La scarsa formazione e informazione dei cittadini

Altro punto critico evidenziato dalla Chiesa cattolica di Kampala è “l’inadeguata formazione civica degli elettori”, una mancanza che è “in parte responsabili dei molti voti non validi già alle consultazioni del 1996”. “La Commissione elettorale non ha intrapreso attività formative tempestive e complete – spiegano i vescovi – e ciò potrebbe portare ad una limitata consapevolezza tra gli elettori sia sul sistema di voto, sia sui loro doveri civici”. Non solo: il Paese, attualmente, sta sperimentando “un uso limitato dei mass-media a causa delle restrizioni provocate dalla pandemia da Covid-19” e ciò è preoccupante perché “permette ad alcuni candidati” di agire impunemente, “violando in continuazione le linee-guida” stabilite dalle autorità. La Lettera pastorale esprime la disapprovazione dei vescovi anche per gli attacchi perpetrati contro i giornalisti e i membri delle organizzazioni della società civile, episodi che “alimentano il fuoco in una situazione già critica”.

▶ **Voci del dataset**
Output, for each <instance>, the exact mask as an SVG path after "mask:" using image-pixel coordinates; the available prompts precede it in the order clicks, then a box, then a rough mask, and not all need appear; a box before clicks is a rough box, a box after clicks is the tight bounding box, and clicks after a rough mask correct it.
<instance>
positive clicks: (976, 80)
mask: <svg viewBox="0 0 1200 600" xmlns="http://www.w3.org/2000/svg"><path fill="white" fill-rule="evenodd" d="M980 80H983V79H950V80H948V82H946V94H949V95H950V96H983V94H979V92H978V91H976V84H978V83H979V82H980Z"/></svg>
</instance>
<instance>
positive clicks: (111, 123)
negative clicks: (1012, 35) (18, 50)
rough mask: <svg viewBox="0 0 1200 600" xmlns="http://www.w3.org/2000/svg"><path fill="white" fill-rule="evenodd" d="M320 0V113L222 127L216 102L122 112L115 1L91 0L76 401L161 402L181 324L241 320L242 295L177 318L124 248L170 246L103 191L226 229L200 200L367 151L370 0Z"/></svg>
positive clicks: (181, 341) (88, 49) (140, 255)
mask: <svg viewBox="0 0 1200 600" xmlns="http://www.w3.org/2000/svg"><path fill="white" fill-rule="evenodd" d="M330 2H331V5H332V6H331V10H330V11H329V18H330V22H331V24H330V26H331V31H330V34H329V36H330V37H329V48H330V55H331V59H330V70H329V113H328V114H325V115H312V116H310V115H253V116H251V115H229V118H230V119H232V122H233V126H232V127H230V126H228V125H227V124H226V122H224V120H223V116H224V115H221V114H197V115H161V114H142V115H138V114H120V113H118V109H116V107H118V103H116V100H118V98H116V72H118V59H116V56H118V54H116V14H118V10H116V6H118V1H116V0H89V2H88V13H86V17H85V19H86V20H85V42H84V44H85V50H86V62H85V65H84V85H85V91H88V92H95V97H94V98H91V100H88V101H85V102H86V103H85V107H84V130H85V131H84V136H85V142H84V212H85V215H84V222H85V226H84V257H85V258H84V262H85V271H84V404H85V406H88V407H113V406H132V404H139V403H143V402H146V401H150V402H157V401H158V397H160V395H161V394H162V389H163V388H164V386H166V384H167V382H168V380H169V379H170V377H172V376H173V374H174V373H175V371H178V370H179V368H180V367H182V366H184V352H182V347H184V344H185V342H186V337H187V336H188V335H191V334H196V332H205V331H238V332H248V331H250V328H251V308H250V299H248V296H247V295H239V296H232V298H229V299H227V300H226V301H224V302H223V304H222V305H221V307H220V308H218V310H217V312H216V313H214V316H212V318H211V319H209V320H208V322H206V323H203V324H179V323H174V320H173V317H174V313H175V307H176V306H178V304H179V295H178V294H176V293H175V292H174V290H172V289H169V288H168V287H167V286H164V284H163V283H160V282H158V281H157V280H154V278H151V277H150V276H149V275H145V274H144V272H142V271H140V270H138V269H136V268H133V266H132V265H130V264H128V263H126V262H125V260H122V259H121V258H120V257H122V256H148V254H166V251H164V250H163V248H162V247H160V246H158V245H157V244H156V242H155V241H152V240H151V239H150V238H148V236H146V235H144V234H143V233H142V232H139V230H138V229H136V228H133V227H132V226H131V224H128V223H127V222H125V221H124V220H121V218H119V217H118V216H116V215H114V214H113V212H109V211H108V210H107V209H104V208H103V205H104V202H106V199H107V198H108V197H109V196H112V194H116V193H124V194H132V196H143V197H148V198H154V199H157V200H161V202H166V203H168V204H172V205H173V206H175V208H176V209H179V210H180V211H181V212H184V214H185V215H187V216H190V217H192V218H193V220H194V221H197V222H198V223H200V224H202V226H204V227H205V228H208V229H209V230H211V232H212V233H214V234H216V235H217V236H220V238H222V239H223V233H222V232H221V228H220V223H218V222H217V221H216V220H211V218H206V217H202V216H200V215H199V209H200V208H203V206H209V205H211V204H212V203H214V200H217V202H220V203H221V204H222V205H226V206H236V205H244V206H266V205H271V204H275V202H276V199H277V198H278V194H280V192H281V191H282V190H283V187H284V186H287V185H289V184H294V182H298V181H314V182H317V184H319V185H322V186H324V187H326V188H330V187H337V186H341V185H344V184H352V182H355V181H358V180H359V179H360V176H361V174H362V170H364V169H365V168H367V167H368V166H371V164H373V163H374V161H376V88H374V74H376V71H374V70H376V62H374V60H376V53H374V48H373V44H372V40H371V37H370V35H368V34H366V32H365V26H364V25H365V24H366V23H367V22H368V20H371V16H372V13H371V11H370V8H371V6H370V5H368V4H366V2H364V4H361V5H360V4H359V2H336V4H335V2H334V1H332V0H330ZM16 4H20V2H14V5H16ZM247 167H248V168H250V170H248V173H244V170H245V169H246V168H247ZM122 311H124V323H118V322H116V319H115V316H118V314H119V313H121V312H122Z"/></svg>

▶ **Da fare**
a – Rispondi a queste domande sul brano sulla formazione degli elettori:
(i) Secondo i vescovi, chi non ha svolto attività formative tempestive e complete?
(ii) Per quale motivo nel Paese c'è un uso limitato dei mass-media?
(iii) Contro chi sono stati compiuti gli attacchi che i vescovi disapprovano?
b – Scrivi il seguito del brano sulla formazione degli elettori, partendo dopo la sua ultima frase.
Le voci qui sopra non hanno niente a che fare con il brano sulla formazione degli elettori.

▶ **Risposte date**
a –
(i) La Commissione elettorale.
(ii) Per le restrizioni provocate dalla pandemia da Covid-19.
(iii) Contro i giornalisti e i membri delle organizzazioni della società civile.

b –
Atti di abuso di autorità rimasti impuniti

Tra le ulteriori preoccupazioni evidenziate dalla Chiesa cattolica c’è anche “la violazione della pace e dei diritti delle persone”: a novembre 2020, infatti, numerose proteste hanno scosso il Paese, a seguito dell’arresto di Bobi Wine, candidato alla presidenza per conto della Piattaforma dell’Unità Nazionale. Negli scontri tra le forze di sicurezza e la popolazione, sono morte oltre settanta persone, molte altre sono rimaste ferite e i danni materiali sono stati notevoli. “Ciò che ci preoccupa di più – afferma l’Uec – è il fatto che molte delle vittime sono morte o sono rimaste ferite nelle mani delle forze di sicurezza che hanno il compito di proteggere la vita e le proprietà dei cittadini. Lo consideriamo un abuso di autorità”. Ma nonostante tutto ciò, “sia gli innocenti che i colpevoli non hanno ancora ottenuto giustizia”.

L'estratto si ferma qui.